>>>
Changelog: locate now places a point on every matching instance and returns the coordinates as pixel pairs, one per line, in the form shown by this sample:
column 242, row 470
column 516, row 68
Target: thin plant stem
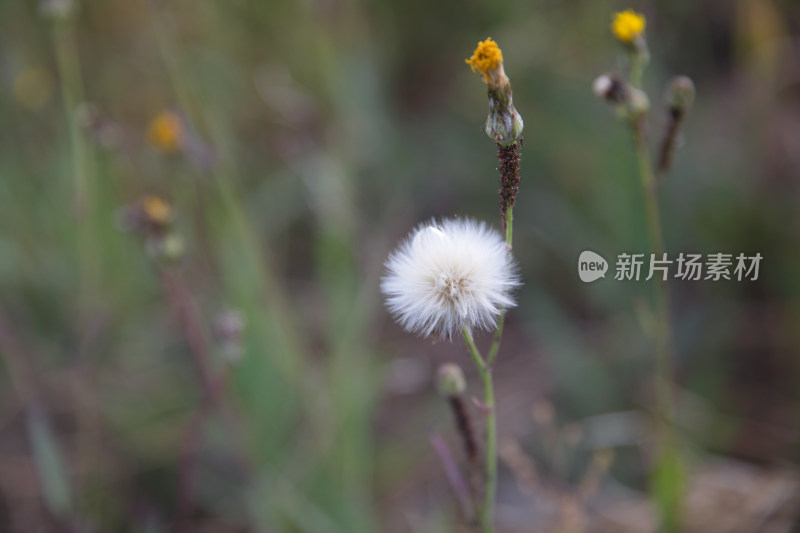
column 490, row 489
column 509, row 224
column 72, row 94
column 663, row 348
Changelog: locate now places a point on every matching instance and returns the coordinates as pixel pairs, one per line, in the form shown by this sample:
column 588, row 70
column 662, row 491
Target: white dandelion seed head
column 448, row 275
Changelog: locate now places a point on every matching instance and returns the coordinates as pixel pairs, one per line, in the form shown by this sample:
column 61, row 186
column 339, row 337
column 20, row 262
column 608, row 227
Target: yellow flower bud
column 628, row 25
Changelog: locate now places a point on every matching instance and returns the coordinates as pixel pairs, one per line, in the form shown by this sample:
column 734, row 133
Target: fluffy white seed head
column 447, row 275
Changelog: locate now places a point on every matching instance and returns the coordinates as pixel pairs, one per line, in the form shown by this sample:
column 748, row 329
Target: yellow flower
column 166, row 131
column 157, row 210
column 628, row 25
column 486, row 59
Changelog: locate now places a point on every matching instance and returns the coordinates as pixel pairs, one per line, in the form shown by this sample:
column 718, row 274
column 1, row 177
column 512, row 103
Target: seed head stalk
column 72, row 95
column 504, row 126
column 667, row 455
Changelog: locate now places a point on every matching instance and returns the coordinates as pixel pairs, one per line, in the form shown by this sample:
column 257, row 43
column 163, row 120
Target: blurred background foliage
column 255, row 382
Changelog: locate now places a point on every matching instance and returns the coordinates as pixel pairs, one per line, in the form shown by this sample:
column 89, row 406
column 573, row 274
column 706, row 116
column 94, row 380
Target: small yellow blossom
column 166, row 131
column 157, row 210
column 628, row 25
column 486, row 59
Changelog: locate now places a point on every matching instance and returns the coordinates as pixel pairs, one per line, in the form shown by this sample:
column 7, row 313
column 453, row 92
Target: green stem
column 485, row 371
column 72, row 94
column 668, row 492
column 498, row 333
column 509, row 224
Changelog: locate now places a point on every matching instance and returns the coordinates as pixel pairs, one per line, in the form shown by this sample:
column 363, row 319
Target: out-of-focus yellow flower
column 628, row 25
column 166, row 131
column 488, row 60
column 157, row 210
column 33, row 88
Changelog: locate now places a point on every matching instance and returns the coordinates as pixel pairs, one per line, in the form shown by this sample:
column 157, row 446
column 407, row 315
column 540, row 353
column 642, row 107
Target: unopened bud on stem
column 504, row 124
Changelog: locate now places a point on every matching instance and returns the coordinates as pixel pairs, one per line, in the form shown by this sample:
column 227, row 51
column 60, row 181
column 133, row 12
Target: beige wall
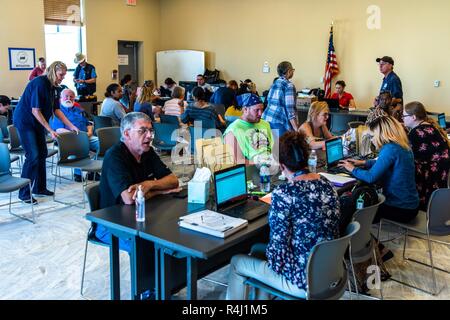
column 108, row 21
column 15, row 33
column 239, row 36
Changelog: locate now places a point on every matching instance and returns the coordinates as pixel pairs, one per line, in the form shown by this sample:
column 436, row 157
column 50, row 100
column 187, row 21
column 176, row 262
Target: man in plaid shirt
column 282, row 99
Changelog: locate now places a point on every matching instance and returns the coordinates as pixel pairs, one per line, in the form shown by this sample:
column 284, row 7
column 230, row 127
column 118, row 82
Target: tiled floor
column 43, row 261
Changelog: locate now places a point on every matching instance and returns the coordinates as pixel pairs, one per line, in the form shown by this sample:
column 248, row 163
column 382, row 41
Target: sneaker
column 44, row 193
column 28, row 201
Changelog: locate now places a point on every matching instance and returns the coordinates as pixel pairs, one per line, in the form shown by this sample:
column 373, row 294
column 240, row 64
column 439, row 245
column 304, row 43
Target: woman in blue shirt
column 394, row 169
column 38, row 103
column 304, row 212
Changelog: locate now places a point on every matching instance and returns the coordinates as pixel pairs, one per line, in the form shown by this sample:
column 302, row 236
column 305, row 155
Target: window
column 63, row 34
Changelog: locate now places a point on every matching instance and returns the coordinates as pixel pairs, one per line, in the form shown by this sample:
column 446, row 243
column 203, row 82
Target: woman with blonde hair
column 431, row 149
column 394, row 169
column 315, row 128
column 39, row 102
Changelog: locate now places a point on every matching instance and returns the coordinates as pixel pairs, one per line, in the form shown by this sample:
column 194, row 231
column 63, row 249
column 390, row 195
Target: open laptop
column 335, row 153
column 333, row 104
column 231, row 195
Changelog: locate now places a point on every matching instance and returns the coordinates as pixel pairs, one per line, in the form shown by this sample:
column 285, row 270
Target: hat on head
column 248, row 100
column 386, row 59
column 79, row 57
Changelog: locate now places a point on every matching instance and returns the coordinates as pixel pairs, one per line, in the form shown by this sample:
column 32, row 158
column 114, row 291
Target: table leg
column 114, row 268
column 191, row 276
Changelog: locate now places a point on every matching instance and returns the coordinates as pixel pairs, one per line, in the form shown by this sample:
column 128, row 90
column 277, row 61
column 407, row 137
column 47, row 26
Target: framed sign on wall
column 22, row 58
<<<
Prompt: With the pictures removed, output the listing above exactly.

Your response:
Changelog: locate now places a point on every matching instance and returns the coordinates as pixel pairs, one per line, in the form shown by this sample:
column 242, row 470
column 516, row 68
Target: thin plant stem
column 490, row 489
column 509, row 224
column 72, row 94
column 663, row 348
Changelog: locate now places a point on every matching instance and returns the coordinates as pixel pairs, one per line, in the form shown by this sample:
column 588, row 70
column 662, row 491
Target: white dandelion seed head
column 448, row 275
Changelog: locate now places a point on every matching instance and returns the coordinates as pixel pairs, one per line, in the form shown by this sample:
column 61, row 186
column 339, row 337
column 20, row 262
column 608, row 227
Target: yellow flower bud
column 628, row 25
Changelog: locate now places a point on every matching instance and returns the coordinates as pixel pairs, one per line, in the form shown by this sample:
column 734, row 133
Target: fluffy white seed head
column 447, row 275
Changelog: locate now places a point on every matching instance and returns the coordinates as pixel pairs, one per line, in the form shown by this sample:
column 748, row 329
Target: yellow flower
column 166, row 131
column 157, row 210
column 628, row 25
column 486, row 59
Changelog: locate now places a point on every matching instance and returns the coordinates as pixel pairs, one per line, in the form shown by this sample:
column 718, row 274
column 1, row 177
column 512, row 103
Target: seed head stalk
column 72, row 95
column 504, row 126
column 667, row 455
Changelog: locate now places a point on every matching instance and returns the coordinates as pixel pairs, one per line, in the form shown by this sample:
column 257, row 43
column 163, row 120
Target: blurred background foliage
column 255, row 382
Changelog: locate now places a point on every matching instance and returns the coordinates as pixel pairs, one per line, in the form shown by this sample:
column 89, row 406
column 573, row 274
column 706, row 116
column 94, row 380
Target: small yellow blossom
column 166, row 131
column 157, row 210
column 628, row 25
column 486, row 59
Changelog: locate now places a point on every matching instance and returns the coordinates as pixel pairs, one per line, in the form shown by this sample:
column 7, row 313
column 453, row 92
Target: green stem
column 485, row 371
column 72, row 94
column 668, row 492
column 498, row 333
column 509, row 224
Changelog: locate now places a point on every matching instance and returns the coordinates as pixel pairs, one per line, in the form shown by this sample:
column 363, row 319
Target: out-of-focus yellow flower
column 628, row 25
column 166, row 131
column 488, row 60
column 157, row 210
column 33, row 88
Changelog: locate now places a point on every matching instance and returns the coordinates as pixel pairs, one per line, in the form shown by this sample:
column 157, row 446
column 407, row 315
column 540, row 353
column 642, row 107
Target: unopened bud on stem
column 504, row 124
Changelog: locate now places a point on every matching instance and returns the coordinates as pixel pairs, one per line, in the form shown by this sample:
column 227, row 51
column 60, row 181
column 133, row 12
Target: beige wall
column 108, row 21
column 15, row 33
column 239, row 36
Changelog: locate now places a point on every matching instance and returns the coordinates as pixel pairs, one per line, in the form shown by this sample:
column 436, row 157
column 50, row 100
column 187, row 21
column 176, row 262
Target: man in plaid shirt
column 282, row 99
Changelog: locate now places a point on every matching instance and returns the coordinates as pixel pairs, one per line, in the form shown by this sample:
column 284, row 7
column 230, row 127
column 118, row 82
Target: tiled floor
column 43, row 261
Changelog: locate now places a point on every matching instance and returns the coordinates as pixel pairs, one per line, in the form shown by this sample:
column 248, row 163
column 382, row 41
Target: sneaker
column 44, row 193
column 28, row 201
Changelog: locate now places a point on every matching instance and returns the coordinates as pixel pairs, one per line, in the form shown by this sample:
column 373, row 294
column 240, row 64
column 439, row 245
column 304, row 43
Target: woman in blue shirt
column 394, row 169
column 38, row 103
column 304, row 212
Changelog: locate now places a point on every matching instance and returns the coordinates as pixel pairs, one per line, in the form shown by this sample:
column 302, row 236
column 305, row 155
Target: window
column 63, row 34
Changelog: locate now places a point on every matching instance and returns the coordinates as pixel pairs, one per line, in the form shown by this sample:
column 446, row 243
column 203, row 82
Target: woman with blonde hair
column 431, row 149
column 394, row 169
column 315, row 128
column 39, row 102
Changelog: locate now places a point on every matching instance and returns the coordinates as pixel pairs, one per line, in the form shown by this sample:
column 194, row 231
column 63, row 249
column 390, row 195
Target: open laptop
column 335, row 153
column 333, row 104
column 231, row 195
Changelog: locate now places a point on every matching instance and returns the coordinates as pixel pairs, one per line, in the form shown by this sample:
column 285, row 270
Target: hat on head
column 248, row 100
column 386, row 59
column 79, row 57
Changelog: locate now places a point on every matching instance and returns the coordinates as pixel pairs, one per line, in the form shown by this sample:
column 32, row 158
column 114, row 291
Target: table leg
column 114, row 268
column 191, row 276
Changelog: locate now places a point on every matching instance and returns the coordinates as pixel pairs, one per line, in the form shown by this sample:
column 128, row 90
column 277, row 61
column 407, row 137
column 47, row 26
Target: framed sign on wall
column 22, row 58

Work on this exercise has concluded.